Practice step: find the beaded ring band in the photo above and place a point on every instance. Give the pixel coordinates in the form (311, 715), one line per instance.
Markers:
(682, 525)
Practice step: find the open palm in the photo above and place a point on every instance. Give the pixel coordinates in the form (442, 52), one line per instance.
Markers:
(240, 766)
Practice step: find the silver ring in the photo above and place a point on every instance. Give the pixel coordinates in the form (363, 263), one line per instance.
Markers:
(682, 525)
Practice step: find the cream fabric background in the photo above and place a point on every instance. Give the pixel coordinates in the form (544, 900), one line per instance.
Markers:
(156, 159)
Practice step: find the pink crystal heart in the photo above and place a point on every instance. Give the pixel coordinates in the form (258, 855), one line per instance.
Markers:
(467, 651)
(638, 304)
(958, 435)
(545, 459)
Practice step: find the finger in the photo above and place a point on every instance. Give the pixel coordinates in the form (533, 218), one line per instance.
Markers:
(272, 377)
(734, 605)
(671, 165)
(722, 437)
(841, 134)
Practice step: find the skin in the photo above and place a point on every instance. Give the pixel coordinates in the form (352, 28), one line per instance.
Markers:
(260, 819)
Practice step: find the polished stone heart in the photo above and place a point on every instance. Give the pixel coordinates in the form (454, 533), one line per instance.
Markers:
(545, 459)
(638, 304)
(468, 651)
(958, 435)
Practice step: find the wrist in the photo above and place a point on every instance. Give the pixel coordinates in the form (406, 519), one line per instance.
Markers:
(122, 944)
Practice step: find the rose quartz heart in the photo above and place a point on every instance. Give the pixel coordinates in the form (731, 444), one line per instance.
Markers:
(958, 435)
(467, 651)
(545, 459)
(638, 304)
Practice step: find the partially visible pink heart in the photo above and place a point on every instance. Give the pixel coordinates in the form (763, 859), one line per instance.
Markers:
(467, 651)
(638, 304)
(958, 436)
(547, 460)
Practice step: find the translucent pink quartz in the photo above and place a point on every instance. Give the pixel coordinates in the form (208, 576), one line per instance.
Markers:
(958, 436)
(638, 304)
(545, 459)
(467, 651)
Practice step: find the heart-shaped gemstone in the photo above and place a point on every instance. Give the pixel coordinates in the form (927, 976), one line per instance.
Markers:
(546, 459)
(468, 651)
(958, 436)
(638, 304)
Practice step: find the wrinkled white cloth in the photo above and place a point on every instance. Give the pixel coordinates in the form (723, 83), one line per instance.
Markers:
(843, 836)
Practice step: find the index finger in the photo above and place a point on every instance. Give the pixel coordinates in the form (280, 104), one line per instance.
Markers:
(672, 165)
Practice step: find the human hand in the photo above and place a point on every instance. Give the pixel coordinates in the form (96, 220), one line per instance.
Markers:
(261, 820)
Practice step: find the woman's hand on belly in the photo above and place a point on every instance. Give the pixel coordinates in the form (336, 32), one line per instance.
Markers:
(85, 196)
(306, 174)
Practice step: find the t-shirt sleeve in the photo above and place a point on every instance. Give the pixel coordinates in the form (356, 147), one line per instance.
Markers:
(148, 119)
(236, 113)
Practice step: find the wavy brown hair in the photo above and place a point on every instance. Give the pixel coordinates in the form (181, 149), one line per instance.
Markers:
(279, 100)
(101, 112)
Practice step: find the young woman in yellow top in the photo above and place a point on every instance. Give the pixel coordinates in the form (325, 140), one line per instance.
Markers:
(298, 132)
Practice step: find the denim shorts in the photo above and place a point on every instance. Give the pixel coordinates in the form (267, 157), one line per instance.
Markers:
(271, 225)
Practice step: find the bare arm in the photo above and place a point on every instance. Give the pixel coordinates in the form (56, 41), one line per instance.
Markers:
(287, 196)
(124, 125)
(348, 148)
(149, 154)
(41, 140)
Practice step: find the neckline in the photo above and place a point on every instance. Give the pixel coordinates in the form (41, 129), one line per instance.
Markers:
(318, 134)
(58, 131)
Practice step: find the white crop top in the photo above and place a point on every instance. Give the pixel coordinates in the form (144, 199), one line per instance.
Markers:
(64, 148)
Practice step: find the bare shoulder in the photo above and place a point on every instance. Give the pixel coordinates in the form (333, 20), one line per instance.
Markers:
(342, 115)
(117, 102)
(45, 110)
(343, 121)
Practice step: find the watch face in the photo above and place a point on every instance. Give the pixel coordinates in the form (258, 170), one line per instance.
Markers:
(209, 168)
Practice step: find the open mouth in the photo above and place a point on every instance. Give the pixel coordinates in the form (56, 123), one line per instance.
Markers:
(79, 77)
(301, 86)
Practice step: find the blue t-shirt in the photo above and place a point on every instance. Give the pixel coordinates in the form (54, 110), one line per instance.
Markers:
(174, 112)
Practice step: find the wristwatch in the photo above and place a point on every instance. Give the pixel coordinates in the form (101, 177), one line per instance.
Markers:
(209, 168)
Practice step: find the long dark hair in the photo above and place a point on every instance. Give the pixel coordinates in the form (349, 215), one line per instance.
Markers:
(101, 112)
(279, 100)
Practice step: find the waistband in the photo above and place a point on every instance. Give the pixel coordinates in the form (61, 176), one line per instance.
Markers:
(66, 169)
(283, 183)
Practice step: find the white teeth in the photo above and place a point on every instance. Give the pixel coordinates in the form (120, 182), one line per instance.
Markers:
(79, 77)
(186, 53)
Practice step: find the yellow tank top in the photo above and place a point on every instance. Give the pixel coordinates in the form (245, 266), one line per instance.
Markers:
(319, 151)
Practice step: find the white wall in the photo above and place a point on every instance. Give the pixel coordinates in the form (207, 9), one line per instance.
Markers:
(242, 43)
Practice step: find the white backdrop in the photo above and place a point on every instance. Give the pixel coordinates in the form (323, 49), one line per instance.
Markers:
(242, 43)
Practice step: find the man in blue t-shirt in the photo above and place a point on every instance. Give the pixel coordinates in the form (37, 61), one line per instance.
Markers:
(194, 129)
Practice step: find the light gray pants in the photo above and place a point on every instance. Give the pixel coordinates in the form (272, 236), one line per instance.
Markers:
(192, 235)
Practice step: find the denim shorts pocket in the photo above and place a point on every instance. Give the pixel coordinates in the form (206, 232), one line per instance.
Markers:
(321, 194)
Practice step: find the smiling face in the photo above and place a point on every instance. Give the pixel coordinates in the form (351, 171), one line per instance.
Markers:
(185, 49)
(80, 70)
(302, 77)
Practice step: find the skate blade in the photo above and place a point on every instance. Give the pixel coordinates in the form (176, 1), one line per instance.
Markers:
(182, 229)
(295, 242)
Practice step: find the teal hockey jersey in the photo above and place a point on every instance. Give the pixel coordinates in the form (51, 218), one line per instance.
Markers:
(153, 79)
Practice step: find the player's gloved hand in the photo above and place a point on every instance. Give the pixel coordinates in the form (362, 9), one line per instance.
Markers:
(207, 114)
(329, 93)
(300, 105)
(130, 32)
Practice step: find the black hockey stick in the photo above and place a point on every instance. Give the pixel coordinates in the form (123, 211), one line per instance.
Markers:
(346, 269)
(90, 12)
□ □ □ □
• DO THIS
Please copy out the lines from the one containing "Practice step: find the player's" through the last line, swapping "Markers" for "Points" and leaving everything else unchanged.

• ANSWER TO THIS EXERCISE
Practice step: find the player's gloved hand in the photo above and place a point on every instance. Give the pixel coordinates in the form (362, 9), one line per instance.
Points:
(207, 114)
(329, 93)
(300, 105)
(130, 32)
Practice step: find the black hockey stick in the photo above and place a point on every instance. Give the pixel coordinates in the form (123, 211), one line per instance.
Points:
(346, 269)
(90, 12)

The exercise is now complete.